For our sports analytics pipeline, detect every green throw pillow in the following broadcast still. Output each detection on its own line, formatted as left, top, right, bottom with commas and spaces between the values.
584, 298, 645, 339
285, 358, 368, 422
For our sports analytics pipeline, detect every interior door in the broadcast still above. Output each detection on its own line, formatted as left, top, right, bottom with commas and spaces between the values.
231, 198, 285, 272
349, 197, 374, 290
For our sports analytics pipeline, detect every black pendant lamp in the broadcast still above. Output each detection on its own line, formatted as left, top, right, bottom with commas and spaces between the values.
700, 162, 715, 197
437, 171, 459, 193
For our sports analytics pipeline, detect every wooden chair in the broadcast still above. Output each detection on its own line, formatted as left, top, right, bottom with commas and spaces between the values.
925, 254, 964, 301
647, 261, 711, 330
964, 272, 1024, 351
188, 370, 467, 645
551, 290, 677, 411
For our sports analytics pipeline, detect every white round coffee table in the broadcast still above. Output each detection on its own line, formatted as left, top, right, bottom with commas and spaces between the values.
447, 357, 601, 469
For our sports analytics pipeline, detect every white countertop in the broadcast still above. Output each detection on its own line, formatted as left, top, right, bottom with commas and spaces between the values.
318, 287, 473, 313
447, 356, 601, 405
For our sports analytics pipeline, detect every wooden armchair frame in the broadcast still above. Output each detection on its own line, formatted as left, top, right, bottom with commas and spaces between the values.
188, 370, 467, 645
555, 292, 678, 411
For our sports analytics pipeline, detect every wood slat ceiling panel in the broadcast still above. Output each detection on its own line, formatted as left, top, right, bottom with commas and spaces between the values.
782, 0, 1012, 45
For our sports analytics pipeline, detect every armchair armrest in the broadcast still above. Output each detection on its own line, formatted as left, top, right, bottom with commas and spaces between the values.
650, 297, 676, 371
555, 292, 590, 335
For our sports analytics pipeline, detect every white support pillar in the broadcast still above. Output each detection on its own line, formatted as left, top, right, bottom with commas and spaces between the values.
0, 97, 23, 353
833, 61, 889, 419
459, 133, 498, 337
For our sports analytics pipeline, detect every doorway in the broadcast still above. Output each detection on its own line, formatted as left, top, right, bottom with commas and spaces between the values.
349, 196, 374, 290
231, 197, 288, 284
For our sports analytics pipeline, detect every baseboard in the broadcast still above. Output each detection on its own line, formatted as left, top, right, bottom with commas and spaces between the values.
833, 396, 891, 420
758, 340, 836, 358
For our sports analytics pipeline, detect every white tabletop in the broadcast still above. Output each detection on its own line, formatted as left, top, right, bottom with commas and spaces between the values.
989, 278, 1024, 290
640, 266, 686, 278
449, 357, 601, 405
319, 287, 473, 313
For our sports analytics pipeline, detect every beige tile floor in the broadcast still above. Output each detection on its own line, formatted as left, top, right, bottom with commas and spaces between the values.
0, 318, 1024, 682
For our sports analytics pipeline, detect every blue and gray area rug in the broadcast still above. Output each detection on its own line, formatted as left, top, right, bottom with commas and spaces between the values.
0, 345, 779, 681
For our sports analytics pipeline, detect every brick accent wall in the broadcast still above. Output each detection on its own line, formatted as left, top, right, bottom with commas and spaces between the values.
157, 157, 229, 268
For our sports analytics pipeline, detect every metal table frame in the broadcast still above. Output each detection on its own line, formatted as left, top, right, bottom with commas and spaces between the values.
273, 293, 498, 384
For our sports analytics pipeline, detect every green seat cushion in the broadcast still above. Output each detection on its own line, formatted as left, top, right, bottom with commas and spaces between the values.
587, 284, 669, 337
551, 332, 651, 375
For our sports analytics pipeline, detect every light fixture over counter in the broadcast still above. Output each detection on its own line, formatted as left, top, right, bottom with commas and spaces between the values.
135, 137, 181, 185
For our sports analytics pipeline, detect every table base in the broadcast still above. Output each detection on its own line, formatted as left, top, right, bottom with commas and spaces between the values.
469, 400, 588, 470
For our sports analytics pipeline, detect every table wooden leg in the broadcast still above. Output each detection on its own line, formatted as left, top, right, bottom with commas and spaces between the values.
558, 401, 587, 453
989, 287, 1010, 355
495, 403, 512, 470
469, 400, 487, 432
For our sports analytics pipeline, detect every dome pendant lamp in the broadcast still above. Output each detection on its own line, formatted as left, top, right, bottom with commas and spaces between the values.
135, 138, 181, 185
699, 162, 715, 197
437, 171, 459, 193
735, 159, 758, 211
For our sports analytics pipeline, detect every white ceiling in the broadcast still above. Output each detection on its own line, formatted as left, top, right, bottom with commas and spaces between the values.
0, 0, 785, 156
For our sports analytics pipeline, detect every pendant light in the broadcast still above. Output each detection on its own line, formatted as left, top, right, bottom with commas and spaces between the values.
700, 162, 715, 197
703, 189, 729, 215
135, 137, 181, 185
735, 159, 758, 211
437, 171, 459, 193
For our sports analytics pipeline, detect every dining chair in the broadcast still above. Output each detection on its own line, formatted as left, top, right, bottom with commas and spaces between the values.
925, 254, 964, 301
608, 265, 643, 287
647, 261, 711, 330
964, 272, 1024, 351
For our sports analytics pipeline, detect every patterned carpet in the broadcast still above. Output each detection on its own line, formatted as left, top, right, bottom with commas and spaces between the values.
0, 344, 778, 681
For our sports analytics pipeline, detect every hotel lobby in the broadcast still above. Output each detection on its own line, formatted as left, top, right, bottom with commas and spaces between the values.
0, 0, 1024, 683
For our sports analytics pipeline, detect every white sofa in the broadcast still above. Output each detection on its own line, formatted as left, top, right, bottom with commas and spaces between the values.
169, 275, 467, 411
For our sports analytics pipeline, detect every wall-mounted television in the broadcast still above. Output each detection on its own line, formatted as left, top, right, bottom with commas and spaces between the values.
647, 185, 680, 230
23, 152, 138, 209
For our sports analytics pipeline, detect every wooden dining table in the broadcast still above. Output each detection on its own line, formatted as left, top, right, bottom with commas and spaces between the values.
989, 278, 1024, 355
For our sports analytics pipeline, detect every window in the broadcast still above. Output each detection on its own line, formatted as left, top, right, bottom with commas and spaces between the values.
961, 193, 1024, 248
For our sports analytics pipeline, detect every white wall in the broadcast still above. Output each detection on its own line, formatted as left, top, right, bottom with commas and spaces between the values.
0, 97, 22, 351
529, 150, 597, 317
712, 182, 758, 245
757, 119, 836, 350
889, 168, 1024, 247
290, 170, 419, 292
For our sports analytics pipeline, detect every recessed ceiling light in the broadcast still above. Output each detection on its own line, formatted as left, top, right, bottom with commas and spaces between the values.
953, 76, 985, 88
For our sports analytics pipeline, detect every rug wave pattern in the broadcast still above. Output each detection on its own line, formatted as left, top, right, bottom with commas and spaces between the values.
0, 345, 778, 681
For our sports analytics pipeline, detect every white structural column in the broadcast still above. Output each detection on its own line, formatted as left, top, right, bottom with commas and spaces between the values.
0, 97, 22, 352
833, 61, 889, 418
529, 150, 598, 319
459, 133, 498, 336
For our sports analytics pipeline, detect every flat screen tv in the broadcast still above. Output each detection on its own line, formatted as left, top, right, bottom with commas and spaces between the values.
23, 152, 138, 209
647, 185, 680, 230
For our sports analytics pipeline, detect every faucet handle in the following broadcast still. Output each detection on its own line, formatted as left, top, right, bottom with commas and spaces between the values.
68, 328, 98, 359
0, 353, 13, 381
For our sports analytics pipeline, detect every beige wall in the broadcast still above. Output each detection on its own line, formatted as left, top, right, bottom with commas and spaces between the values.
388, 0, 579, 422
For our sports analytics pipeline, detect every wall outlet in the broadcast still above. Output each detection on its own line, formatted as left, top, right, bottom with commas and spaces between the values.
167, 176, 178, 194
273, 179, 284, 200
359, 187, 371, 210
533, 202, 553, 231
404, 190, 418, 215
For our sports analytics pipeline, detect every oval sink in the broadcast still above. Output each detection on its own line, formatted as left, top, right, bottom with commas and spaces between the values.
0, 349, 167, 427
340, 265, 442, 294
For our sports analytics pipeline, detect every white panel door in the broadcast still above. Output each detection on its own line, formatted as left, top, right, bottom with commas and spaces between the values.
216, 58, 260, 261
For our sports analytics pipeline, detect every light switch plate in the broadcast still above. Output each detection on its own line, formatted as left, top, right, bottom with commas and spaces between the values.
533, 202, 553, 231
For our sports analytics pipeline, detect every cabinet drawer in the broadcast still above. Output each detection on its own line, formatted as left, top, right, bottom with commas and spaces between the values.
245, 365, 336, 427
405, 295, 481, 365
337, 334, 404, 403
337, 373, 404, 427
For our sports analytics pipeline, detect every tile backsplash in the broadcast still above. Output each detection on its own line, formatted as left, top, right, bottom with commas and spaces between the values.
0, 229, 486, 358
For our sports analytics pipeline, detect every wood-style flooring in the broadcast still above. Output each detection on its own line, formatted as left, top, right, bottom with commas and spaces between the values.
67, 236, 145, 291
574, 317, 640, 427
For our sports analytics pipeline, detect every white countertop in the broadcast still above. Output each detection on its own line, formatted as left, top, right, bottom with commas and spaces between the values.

-------------------------

* [Exercise task] Update the lines from the one containing "For our sports analytics pipeline, detect every white round" through the one containing "447, 357, 601, 469", inclusive, by changing "coffee table" to "side table" and keeping everything else the same.

* [Full output]
For our sports analytics pipeline, detect every white round side table in the broadcast still above. Output each detection on its own line, formatted as left, top, right, bottom with commas and spaces between the values.
447, 357, 601, 469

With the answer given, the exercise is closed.